(What needs to be done)
All of the entries must be reproduced exactly, with no images carried over.

(Available data)

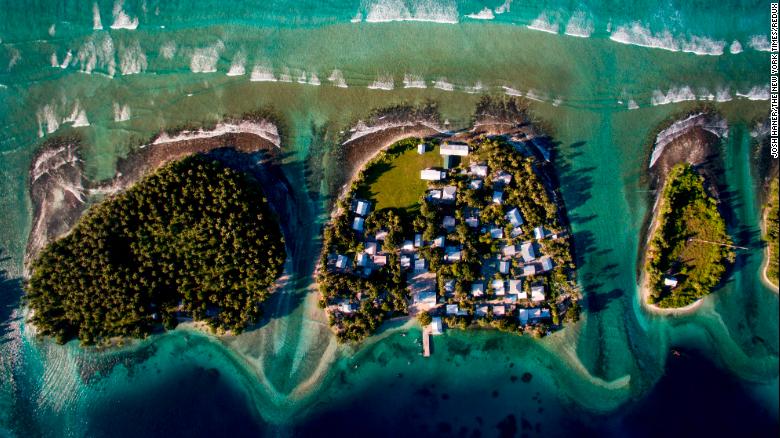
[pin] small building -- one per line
(514, 217)
(357, 224)
(435, 326)
(547, 263)
(448, 222)
(522, 315)
(449, 161)
(537, 293)
(448, 193)
(509, 250)
(461, 150)
(527, 251)
(478, 170)
(503, 178)
(432, 174)
(477, 289)
(379, 260)
(498, 287)
(342, 262)
(406, 261)
(362, 207)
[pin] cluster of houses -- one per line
(518, 264)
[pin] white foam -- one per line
(47, 119)
(121, 19)
(544, 23)
(97, 52)
(97, 24)
(121, 112)
(442, 84)
(414, 81)
(756, 93)
(337, 78)
(504, 7)
(262, 74)
(238, 65)
(384, 82)
(509, 91)
(66, 61)
(484, 14)
(78, 117)
(285, 76)
(579, 25)
(760, 43)
(673, 95)
(637, 35)
(437, 11)
(204, 60)
(263, 129)
(168, 50)
(132, 60)
(475, 89)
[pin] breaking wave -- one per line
(204, 60)
(121, 19)
(638, 35)
(382, 11)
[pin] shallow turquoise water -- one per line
(289, 376)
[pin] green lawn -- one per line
(397, 183)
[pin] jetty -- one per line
(426, 342)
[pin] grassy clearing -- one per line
(394, 181)
(688, 216)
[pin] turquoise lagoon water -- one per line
(602, 75)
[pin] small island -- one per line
(459, 233)
(689, 247)
(194, 239)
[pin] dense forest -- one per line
(194, 239)
(691, 246)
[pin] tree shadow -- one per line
(11, 293)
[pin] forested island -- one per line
(690, 246)
(461, 233)
(194, 239)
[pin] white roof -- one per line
(498, 287)
(357, 224)
(514, 217)
(431, 174)
(454, 149)
(537, 293)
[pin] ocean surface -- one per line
(602, 75)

(Solution)
[pin] small building -- one per line
(514, 217)
(357, 224)
(435, 326)
(547, 263)
(448, 222)
(522, 315)
(449, 161)
(537, 293)
(448, 193)
(509, 250)
(461, 150)
(527, 251)
(478, 170)
(503, 178)
(432, 174)
(477, 289)
(379, 260)
(498, 287)
(342, 262)
(406, 261)
(362, 207)
[pin] cluster of houses -- one per line
(518, 264)
[pin] white foam -- one per line
(47, 119)
(121, 19)
(544, 23)
(97, 52)
(97, 24)
(121, 112)
(442, 84)
(414, 81)
(756, 93)
(337, 78)
(504, 7)
(262, 74)
(238, 65)
(384, 82)
(509, 91)
(66, 61)
(484, 14)
(78, 117)
(285, 76)
(579, 25)
(760, 43)
(673, 95)
(637, 35)
(437, 11)
(204, 60)
(263, 129)
(168, 50)
(132, 60)
(475, 89)
[pin] breaking wave -- one per line
(204, 60)
(121, 19)
(638, 35)
(382, 11)
[pin] shallow turquoise water -- one per line
(289, 376)
[pin] green lawn -- one per line
(397, 183)
[pin] jetty -- one per line
(426, 342)
[pin] grassy clearing -- one per line
(394, 181)
(688, 216)
[pin] turquoise lagoon water -- one per line
(602, 75)
[pin] small island -- one per line
(459, 233)
(689, 247)
(194, 239)
[pin] dense forest -- one per line
(194, 239)
(691, 246)
[pin] tree shadow -- one per line
(11, 293)
[pin] forested island -- one per line
(690, 246)
(461, 233)
(194, 239)
[pin] white roof -- one per line
(498, 287)
(357, 224)
(514, 217)
(431, 174)
(454, 149)
(537, 293)
[pin] ocean surface -- one per line
(602, 75)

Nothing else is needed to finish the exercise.